**Extracted information**:
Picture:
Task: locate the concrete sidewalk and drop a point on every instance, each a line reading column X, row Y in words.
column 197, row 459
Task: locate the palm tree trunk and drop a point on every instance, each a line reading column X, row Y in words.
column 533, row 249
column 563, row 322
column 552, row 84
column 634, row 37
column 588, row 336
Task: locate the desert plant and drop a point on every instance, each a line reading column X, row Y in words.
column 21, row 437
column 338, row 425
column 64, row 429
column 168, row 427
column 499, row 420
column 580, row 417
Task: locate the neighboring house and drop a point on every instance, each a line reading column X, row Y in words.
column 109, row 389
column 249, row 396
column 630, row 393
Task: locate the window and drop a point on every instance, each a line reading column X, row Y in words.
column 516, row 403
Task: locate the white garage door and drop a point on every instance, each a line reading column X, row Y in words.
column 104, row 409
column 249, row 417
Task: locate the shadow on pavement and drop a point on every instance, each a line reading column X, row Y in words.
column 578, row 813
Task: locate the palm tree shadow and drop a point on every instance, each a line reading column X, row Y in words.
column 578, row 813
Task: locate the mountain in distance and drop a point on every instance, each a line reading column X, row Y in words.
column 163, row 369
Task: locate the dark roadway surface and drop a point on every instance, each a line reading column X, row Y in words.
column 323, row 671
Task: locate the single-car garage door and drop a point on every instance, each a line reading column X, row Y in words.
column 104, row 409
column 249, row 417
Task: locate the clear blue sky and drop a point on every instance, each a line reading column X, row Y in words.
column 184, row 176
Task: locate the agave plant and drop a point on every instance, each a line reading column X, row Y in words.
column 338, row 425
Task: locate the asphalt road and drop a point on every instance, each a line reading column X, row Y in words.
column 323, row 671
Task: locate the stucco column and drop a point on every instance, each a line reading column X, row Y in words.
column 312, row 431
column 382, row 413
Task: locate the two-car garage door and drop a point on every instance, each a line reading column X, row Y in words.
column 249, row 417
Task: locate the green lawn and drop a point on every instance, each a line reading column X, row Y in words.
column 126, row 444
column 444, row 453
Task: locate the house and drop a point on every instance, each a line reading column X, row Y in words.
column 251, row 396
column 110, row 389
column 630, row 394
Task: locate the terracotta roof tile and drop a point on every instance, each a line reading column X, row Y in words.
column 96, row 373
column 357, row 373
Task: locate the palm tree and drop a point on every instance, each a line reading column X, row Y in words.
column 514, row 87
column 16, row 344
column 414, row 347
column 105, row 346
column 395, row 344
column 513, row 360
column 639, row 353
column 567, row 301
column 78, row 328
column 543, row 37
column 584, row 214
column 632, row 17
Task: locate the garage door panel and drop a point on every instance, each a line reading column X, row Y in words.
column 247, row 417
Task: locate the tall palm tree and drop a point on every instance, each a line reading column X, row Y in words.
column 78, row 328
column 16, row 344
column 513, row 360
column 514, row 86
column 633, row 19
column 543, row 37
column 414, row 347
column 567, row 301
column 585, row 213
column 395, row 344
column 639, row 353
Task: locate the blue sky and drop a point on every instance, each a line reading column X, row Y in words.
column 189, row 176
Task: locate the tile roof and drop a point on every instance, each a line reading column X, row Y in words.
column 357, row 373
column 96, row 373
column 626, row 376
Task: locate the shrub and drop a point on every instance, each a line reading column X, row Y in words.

**Exercise**: Quote the part of the material that opens with the line containing "Task: locate the white" and closes with the line containing "column 163, row 369", both of those lines included, reproducing every line in that span verbatim.

**Exercise output**:
Task: locate the white garage door and drop a point on every instance, each a line reading column X, row Y in words.
column 104, row 409
column 249, row 417
Task: locate the shadow on pavement and drop a point on every instance, each a line reading column X, row Y in words.
column 578, row 813
Task: locate the palm tree shadow and drop a point on every instance, each a line reading column X, row Y in words.
column 578, row 813
Task: locate the mountain in distance and drop a point on every instance, each a line reading column X, row Y in words.
column 163, row 369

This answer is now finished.